Im sorry i am new to the boards, But i am interested in becomming a member.

The "Supporting Member Packages" link in the OP is dead. Could you direct me where to go? I want some T-Shirts









Thank You

EDIT: GOT IT. The "Store" link DUH! im not usualy that slow.


----------



## Protonus (Aug 19, 2011)

Protonus said:


> Hey admins, I went to place an order for a tshirt package, but, I don't see where you can specify a shipping address? My billing address (my apartment) can't receive packages, so I have everything shipped to my work office. Am I blind or is there no way to specify a different shipping address?
> 
> If there isn't a way, then, do you verify billing address info for credit card purchases? If not, I'll just specify my shipping address as my billing address and be done with it.


Since I made this post, they've now changed the store to allow PayPal checkout, which allowed me to specify a shipping address... so i ordered today. Kinda weird to me that no one replied, but, still happy to purchase...


----------



## terryrook (Jun 10, 2011)

heres my reciept # Receipt No: 0619-7652-7413-6200

I appreciate your help with this, somehow my order just didn't get shipped..... I also just resubmitted the google doc so I'm sure it will get taken care of, look at my join date for christ sake, it was a busy time for you guys.


----------



## bwarner479 (Jul 8, 2012)

Just ordered...great shirts and a great way to support what Rootz does for the android community.

Sent from my Galaxy Nexus using Tapatalk 2


----------



## Protonus (Aug 19, 2011)

Protonus said:


> Since I made this post, they've now changed the store to allow PayPal checkout, which allowed me to specify a shipping address... so i ordered today. Kinda weird to me that no one replied, but, still happy to purchase...


Been over a month, still no shirt, some sort of ETA would be nice. I realize they're probably printed in batches, but it would be nice to know when the next batch is...


----------



## th3taman (Jul 14, 2011)

LOL, you are complaining about not having got yours and it has been a month. I have asked multiple times, even PM'd b16 at his request (he still hasn't read it). I made my $35 donation back in APRIL and still have received nothing. Pretty sure it is a lost cause at this point.

**Activity list**
a) In the forum thread about supporter T-shirt orders, rewrite the passage starting at "Been over a" and ending at "next batch is...", swapping "shirt" for "package".
b) Extend the forum thread about supporter T-shirt orders by writing what comes after its final post.

**Study material**
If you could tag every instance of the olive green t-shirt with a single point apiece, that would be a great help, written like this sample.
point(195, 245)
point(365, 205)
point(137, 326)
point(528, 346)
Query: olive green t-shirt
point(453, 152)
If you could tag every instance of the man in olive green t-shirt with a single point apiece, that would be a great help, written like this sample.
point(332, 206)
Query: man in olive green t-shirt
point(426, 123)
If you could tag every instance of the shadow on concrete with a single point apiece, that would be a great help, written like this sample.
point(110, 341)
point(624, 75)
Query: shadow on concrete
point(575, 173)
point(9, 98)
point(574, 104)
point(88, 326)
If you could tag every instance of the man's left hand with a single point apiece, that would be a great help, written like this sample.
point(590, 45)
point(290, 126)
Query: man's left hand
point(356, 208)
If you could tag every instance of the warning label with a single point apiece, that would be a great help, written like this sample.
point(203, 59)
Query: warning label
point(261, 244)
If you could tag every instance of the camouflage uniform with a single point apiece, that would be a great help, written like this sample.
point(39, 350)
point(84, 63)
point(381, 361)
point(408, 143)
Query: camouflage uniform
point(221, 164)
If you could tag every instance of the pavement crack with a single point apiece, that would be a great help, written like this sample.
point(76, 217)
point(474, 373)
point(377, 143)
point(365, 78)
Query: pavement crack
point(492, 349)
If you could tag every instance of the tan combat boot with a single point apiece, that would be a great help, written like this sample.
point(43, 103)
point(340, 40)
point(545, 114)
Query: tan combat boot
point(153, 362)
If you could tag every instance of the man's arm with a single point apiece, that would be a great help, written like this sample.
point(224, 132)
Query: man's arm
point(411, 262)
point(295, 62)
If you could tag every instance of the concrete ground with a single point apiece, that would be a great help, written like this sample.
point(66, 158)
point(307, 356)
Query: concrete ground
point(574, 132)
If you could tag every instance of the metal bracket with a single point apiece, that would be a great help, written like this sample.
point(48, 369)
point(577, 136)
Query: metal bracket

**Activity answers**
a)
Been over a month, still no package, some sort of ETA would be nice. I realize they're probably printed in batches, but it would be nice to know when the next batch is...

b)
----------



## razorloves (Jun 7, 2011)

Apologies to you all that have not received your shirts or stickers. I pointed this thread out to b16, so hopefully a resolution will come soon for you guys. Wish there was more I could do.


----------



## b16 (Jun 6, 2011)

We have them in hand! We had to take care fo a bunch of "duplicates". Will not happen again.


----------



## razorloves (Jun 7, 2011)

Here are the shirts being prepared for shipment. B16 sent me this pic to show they were working on them.


----------



## th3taman (Jul 14, 2011)

razorloves said:


> [background=rgb(245, 245, 245)]Here are the shirts being prepared for shipment. B16 sent me this pic to show they were working on them.[/background]


Sweet! First promising post I've seen in a while. Will keep my fingers crossed!


----------



## TwinShadow (Oct 17, 2011)

I see the shirts, but what about muh stickers? XD


----------



## th3taman (Jul 14, 2011)

I guess a picture of the shirts is the best we get?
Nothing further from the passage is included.